** start Material for this task **
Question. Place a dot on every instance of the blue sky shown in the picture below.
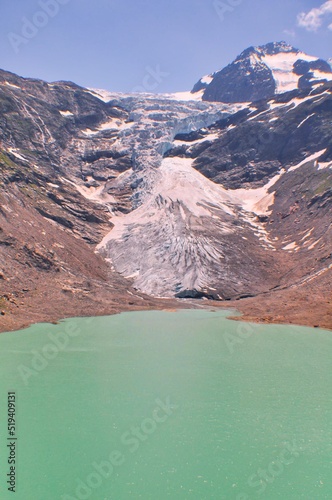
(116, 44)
** end Material for this task **
** start Material for this task **
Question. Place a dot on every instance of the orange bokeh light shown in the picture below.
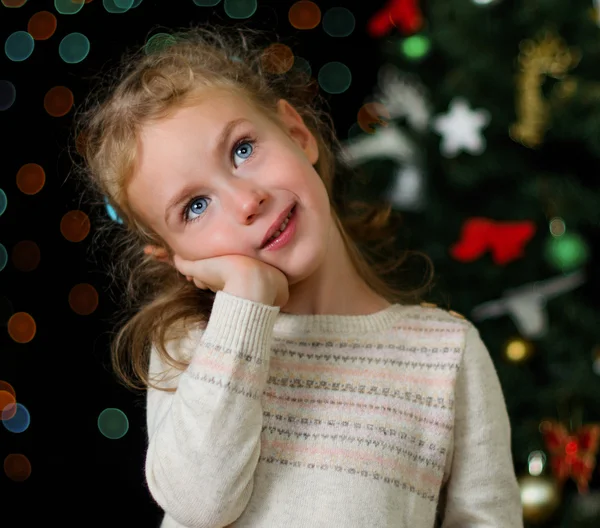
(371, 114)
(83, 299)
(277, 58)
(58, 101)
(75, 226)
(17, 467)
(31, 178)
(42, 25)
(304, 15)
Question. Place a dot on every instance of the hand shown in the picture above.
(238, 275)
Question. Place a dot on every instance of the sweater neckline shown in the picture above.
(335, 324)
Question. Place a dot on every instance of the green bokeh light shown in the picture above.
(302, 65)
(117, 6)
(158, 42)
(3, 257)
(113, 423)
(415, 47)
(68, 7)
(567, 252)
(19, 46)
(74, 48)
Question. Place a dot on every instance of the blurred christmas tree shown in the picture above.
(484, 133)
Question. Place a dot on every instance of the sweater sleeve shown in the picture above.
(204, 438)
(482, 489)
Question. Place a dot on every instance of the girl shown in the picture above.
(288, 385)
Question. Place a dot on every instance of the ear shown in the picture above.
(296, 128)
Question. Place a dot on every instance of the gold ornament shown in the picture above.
** end Material for this task **
*Directions for this task:* Can you lay out the records as a JSON list of strings, one string per line, starting at the line that contains "Question. Place a dot on every instance of the sweater sleeve" and ending at the line that contains "Question. Place a dot on every instance of the gold", with any blank lines left out?

*Exercise result:*
[
  "Question. Place a dot on every instance of the sweater sleeve shown in the picture above.",
  "(204, 438)",
  "(482, 489)",
  "Question. Place a dot on every instance of the girl shown in the picture above.",
  "(288, 385)",
  "Question. Place a dot on every instance of the ear shown in the picture above.",
  "(296, 128)",
  "Question. Place a dot on every instance of the gold ornament shown in the picture above."
]